Render every entry exactly as it appears.

--- begin ---

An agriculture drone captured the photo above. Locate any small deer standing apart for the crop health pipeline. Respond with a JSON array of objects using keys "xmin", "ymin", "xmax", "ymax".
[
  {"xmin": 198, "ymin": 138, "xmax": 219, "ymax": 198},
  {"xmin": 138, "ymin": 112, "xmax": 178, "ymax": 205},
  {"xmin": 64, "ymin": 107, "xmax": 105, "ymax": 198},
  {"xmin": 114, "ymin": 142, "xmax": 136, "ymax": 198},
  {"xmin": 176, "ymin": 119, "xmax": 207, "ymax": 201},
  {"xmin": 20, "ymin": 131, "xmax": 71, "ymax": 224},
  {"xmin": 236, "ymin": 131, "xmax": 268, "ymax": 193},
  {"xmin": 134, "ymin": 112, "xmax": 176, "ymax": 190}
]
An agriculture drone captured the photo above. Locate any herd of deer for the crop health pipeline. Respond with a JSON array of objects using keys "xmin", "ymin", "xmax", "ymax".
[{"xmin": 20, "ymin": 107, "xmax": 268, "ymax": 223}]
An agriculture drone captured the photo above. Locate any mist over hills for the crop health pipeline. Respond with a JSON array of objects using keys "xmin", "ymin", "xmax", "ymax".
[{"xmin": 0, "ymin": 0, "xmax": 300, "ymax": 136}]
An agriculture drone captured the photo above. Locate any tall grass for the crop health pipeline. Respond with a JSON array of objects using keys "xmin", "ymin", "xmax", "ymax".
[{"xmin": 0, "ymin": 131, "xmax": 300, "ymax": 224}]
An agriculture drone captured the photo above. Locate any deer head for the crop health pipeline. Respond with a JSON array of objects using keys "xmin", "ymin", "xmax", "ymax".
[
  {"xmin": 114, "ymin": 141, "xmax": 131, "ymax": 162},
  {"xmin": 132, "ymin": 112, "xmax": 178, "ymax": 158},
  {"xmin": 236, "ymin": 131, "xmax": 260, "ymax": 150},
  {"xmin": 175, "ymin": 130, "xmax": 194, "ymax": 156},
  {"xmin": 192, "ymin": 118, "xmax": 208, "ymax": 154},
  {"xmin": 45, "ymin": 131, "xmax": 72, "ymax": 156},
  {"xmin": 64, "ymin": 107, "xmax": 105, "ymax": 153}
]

--- end ---

**Reply:**
An agriculture drone captured the photo above. Locate any small deer standing apart for the crop health pipeline. Respond with a JSON array of objects using keys "xmin", "ymin", "xmax", "ymax".
[
  {"xmin": 198, "ymin": 138, "xmax": 219, "ymax": 198},
  {"xmin": 138, "ymin": 112, "xmax": 178, "ymax": 205},
  {"xmin": 64, "ymin": 107, "xmax": 105, "ymax": 198},
  {"xmin": 114, "ymin": 142, "xmax": 136, "ymax": 198},
  {"xmin": 176, "ymin": 119, "xmax": 207, "ymax": 201},
  {"xmin": 20, "ymin": 131, "xmax": 71, "ymax": 224},
  {"xmin": 236, "ymin": 131, "xmax": 268, "ymax": 193},
  {"xmin": 134, "ymin": 112, "xmax": 176, "ymax": 190}
]
An agriculture drone captured the photo above. Locate any herd of deer for the crop health pipeline. Respond with a JSON array of objects using keys "xmin", "ymin", "xmax", "ymax".
[{"xmin": 20, "ymin": 107, "xmax": 268, "ymax": 223}]
An agriculture drone captured the photo above. Locate any mist over hills for the crop health pipeline. Respond with a JSON array of objects using keys "xmin", "ymin", "xmax", "ymax".
[{"xmin": 0, "ymin": 0, "xmax": 300, "ymax": 136}]
An agriculture drone captured the photo above. Locate any tall grass for the crop health pipeline. Respond with a JSON array of objects using keys "xmin", "ymin", "xmax", "ymax".
[{"xmin": 0, "ymin": 131, "xmax": 300, "ymax": 224}]
An agriculture drone captured the photo above. Locate any deer head for the crop health pipeline. Respond with a JSON array of objects using keys "xmin", "ymin", "xmax", "ymax".
[
  {"xmin": 114, "ymin": 141, "xmax": 131, "ymax": 162},
  {"xmin": 132, "ymin": 112, "xmax": 178, "ymax": 158},
  {"xmin": 236, "ymin": 131, "xmax": 260, "ymax": 150},
  {"xmin": 175, "ymin": 130, "xmax": 194, "ymax": 156},
  {"xmin": 192, "ymin": 118, "xmax": 208, "ymax": 154},
  {"xmin": 45, "ymin": 131, "xmax": 72, "ymax": 156},
  {"xmin": 64, "ymin": 107, "xmax": 105, "ymax": 153}
]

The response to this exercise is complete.